## Task statement
Starting at the line that holds "instance of the sky", set down each line through the end of the listing, exactly as written and with nothing added.

Some records:

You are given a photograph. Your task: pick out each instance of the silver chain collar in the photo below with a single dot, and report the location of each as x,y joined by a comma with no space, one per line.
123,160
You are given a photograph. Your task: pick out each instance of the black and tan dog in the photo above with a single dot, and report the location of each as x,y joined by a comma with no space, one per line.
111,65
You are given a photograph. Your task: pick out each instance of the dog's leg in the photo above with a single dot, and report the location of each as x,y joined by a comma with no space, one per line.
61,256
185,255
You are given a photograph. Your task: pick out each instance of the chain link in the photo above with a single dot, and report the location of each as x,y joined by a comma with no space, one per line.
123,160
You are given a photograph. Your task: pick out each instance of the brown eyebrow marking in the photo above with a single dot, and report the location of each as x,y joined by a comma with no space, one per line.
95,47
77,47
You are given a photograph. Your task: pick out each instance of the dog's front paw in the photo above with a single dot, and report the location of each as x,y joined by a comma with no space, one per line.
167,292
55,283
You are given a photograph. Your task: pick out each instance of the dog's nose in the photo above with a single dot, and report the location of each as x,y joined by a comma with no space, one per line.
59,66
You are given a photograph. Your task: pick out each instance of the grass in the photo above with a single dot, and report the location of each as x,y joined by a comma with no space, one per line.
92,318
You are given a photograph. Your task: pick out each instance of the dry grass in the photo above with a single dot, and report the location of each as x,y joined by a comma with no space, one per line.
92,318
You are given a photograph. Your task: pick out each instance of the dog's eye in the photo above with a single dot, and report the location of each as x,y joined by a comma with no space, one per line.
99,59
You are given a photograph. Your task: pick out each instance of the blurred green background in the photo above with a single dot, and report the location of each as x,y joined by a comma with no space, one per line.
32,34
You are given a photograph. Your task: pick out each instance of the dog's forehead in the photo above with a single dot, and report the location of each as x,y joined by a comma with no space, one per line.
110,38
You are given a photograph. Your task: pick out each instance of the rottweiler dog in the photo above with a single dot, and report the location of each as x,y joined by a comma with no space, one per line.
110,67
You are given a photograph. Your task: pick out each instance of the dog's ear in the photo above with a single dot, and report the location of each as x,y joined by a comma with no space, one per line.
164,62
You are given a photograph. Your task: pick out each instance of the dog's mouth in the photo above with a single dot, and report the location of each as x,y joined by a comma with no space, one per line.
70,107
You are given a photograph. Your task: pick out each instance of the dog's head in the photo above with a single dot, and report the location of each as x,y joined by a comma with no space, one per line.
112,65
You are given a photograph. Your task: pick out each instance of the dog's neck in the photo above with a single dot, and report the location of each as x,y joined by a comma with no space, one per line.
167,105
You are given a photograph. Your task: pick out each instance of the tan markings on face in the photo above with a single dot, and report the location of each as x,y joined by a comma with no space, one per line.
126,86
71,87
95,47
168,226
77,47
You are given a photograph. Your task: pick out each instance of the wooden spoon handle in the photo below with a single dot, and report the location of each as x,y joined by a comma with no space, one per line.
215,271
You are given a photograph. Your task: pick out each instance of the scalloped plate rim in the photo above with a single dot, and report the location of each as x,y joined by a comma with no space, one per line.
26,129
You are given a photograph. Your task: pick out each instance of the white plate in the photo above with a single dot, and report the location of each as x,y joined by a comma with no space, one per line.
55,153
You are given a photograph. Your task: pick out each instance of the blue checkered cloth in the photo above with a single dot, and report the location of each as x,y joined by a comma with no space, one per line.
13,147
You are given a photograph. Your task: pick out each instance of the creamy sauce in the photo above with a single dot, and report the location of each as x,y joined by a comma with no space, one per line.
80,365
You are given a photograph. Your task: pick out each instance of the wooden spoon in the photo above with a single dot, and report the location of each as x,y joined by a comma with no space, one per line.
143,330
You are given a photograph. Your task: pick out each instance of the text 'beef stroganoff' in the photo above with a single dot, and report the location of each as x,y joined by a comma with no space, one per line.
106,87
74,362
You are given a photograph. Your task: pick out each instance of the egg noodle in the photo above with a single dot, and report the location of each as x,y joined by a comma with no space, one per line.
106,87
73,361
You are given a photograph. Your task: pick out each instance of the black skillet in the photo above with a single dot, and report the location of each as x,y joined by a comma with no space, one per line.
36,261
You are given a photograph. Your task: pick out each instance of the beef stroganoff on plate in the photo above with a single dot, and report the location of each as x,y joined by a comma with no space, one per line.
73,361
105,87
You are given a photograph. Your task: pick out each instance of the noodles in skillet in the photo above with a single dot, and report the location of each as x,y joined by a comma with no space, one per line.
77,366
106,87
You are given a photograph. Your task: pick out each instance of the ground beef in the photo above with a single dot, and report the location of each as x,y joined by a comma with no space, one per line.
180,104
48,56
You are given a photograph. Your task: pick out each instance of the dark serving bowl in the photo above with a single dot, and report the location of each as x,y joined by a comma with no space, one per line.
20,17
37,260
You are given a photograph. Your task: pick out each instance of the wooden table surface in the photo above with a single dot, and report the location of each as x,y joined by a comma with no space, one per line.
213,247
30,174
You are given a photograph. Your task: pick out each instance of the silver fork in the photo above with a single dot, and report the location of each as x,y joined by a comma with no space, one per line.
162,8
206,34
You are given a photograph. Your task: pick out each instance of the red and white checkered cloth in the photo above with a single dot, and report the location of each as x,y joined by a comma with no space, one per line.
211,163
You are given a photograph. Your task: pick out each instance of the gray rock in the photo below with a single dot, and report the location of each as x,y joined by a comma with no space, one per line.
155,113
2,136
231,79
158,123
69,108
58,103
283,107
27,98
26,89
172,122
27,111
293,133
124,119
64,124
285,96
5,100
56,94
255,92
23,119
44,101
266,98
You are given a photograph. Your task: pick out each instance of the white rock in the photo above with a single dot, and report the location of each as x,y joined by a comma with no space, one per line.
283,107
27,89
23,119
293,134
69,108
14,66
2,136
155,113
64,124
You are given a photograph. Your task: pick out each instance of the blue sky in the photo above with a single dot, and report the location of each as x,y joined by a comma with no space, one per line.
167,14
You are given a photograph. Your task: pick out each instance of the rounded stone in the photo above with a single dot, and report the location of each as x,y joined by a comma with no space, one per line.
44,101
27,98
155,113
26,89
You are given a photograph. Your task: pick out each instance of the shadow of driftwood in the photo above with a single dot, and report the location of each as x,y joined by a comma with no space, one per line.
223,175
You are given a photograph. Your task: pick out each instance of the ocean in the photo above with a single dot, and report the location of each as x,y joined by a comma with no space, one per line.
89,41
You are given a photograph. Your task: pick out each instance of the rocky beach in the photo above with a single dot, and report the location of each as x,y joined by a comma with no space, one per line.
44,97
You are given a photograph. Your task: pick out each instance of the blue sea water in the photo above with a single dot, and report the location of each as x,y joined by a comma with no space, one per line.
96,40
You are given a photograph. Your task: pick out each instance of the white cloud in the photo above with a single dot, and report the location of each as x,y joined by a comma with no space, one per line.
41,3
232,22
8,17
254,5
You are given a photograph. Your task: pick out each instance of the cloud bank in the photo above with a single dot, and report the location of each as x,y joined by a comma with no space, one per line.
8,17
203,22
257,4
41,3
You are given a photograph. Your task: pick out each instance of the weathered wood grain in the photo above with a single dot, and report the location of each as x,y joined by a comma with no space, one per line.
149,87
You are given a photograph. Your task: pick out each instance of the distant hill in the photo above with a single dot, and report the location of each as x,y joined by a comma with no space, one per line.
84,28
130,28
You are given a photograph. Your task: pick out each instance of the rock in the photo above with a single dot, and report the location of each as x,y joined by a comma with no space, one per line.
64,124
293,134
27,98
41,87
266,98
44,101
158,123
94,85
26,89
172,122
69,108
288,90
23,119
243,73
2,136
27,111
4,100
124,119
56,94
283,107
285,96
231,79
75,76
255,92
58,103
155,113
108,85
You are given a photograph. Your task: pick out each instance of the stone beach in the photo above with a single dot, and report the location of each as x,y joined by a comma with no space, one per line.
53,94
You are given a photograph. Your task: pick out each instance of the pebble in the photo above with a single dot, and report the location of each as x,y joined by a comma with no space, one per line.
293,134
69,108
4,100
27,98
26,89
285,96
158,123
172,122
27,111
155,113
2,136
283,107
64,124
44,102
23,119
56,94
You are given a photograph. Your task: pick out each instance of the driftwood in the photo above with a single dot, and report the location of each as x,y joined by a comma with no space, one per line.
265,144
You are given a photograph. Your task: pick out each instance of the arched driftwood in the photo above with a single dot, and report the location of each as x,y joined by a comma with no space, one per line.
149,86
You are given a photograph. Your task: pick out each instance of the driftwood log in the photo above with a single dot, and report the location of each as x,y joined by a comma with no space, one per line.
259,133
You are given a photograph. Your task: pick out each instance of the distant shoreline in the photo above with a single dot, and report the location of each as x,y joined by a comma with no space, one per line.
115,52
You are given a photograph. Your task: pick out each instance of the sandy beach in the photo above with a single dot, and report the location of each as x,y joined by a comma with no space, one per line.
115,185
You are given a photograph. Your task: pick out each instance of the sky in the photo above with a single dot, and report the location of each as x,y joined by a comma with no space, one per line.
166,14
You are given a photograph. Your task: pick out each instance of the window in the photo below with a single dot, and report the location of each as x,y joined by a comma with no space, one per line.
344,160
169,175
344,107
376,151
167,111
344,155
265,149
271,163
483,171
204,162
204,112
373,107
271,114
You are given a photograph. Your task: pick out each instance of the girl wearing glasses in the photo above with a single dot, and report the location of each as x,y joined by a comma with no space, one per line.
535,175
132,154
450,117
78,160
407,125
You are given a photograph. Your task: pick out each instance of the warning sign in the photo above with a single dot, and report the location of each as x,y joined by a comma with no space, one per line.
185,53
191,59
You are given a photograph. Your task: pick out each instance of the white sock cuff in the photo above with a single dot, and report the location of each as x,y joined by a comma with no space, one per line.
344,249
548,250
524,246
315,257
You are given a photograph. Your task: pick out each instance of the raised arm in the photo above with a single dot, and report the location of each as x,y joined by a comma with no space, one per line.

## Written solution
You are given a photograph. Your task: pick out each instance of the sky in the photo above with a single dot, and report the location of each as x,y joined by a comma with no space, one per line.
166,14
You are given a photograph. Your task: pick out each instance of the window in the photo below with a single dot, and report the location of each as x,y joined by a comma with no space, one per line.
344,160
169,175
344,107
376,151
167,111
344,155
265,149
271,163
483,171
204,162
204,112
373,107
271,114
You are given a photograph. Your task: pick out each instance of the girl wearing glasses in the photo above with a single dot, and report the location of each as x,y joined by a comma with no space, one per line.
535,175
132,154
450,117
78,160
407,125
You are given a photograph. Your task: pick out each instance of the warning sign in the photo above with a single dot, and report the location of each as x,y joined by a comma with no space, one per line.
185,53
191,59
You are given a photograph. Your task: pick out each instance of the white sock cuff in the photo above with a single dot, and report the location of each as x,y joined by a comma with no space, one per line.
344,249
548,250
524,246
315,257
You are given a photograph. Your task: pick out each instance of the raised arm in the photo above with a single dot, and report the location of each as x,y joined by a comma with no space, one per line.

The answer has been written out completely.